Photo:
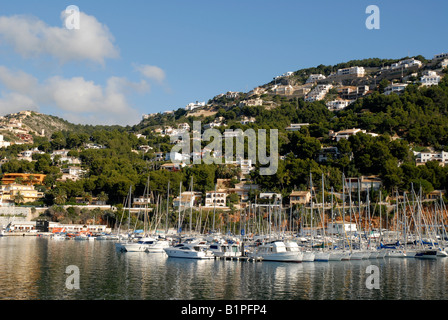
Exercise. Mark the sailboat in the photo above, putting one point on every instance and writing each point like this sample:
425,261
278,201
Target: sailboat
278,251
124,239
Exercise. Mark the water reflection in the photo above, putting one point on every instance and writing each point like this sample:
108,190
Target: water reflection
34,268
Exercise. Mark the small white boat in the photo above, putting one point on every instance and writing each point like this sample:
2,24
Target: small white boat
357,255
107,237
426,254
336,255
441,253
277,251
308,256
321,256
225,249
81,236
58,236
396,254
189,251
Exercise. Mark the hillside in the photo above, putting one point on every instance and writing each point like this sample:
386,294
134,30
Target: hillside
30,122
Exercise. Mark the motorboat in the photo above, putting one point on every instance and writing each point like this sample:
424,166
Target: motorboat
189,250
225,249
308,256
396,254
277,251
59,236
81,236
426,254
336,255
321,255
146,244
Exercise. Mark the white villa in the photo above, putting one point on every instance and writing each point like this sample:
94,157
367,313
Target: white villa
430,78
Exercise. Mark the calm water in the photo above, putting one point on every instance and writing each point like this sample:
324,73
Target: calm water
33,268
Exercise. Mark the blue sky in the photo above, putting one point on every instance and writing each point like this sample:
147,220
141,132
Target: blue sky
135,57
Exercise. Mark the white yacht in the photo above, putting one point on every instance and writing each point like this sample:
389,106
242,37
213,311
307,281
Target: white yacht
277,251
191,250
308,256
58,236
336,255
146,244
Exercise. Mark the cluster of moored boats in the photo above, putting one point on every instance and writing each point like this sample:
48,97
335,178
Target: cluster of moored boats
265,249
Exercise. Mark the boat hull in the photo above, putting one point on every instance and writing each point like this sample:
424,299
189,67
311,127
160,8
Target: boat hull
282,257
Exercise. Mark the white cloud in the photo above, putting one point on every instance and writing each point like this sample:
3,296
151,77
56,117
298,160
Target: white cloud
31,37
76,97
151,72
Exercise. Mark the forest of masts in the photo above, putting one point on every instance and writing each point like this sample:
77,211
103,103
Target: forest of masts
408,213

• • • • • • •

## Given problem
Reproduce all of the records with each "photo above" renamed to "image above" and every other character left unchanged. Omit the pictures.

## Task result
Photo:
Exercise. Mark the sailboat in the image above, putting one point on every instance and writing each point like this sample:
425,261
278,201
Target: sailboat
278,251
124,239
Exercise. Mark the water reflection in the image above, putting one point on every instance and writing each point like this sample:
108,190
Target: water reflection
34,268
Exercise. Mark the small white boat in the image above, putting one point on every instance and writing each point like this sample:
2,24
Target: small white boat
357,255
107,237
426,254
336,255
441,253
277,251
308,256
321,256
225,249
81,236
58,236
396,254
189,251
Exercise. Mark the hillside in the image above, putting one point on every instance and writing each point like this sample:
386,294
134,30
Target: hillside
30,122
Exercise. Mark the motorboat in the image above, putting one point on every instance and writing each point like this sample:
424,166
Target: motorboat
189,250
225,249
308,256
396,254
277,251
59,236
81,236
426,254
336,255
321,255
146,244
Exercise. Mark the white villa in the image above, putting one point on every instance and writing each point like this sample:
94,157
367,313
Target: white villa
430,78
Exercise. Mark the calm water in the image above, putting one point on every instance and writing each point like this sample:
324,73
Target: calm water
33,268
Exercise. Mark the blue sky in the image above, putting one point on every instance and writing each point like this sample:
147,220
141,132
Target: blue sky
135,57
Exercise. Mark the white yacht in the image above, putting one point on every instance and writing each point like this sample:
389,106
242,37
213,311
307,281
Target: white yacht
277,251
191,250
308,256
58,236
336,255
146,244
Exercise. Mark the cluster of moored boats in the image above, putting one point on every instance and writing each point like this sample:
48,97
335,178
Target: cluster of moored boats
265,249
Exercise. Mark the boat hull in the image above, putting one point on every instance and writing each point like this sample:
424,299
189,67
311,127
160,8
Target: boat hull
282,257
Exercise. Mark the white cloud in the image above, putting one point on every instance and writing each point like this sample:
3,296
151,77
56,117
298,160
Target: white cloud
31,37
76,97
151,72
Exercise. Mark the forest of masts in the image above, putting one point on every instance and writing each point like this sample:
77,211
103,103
Target: forest of masts
408,213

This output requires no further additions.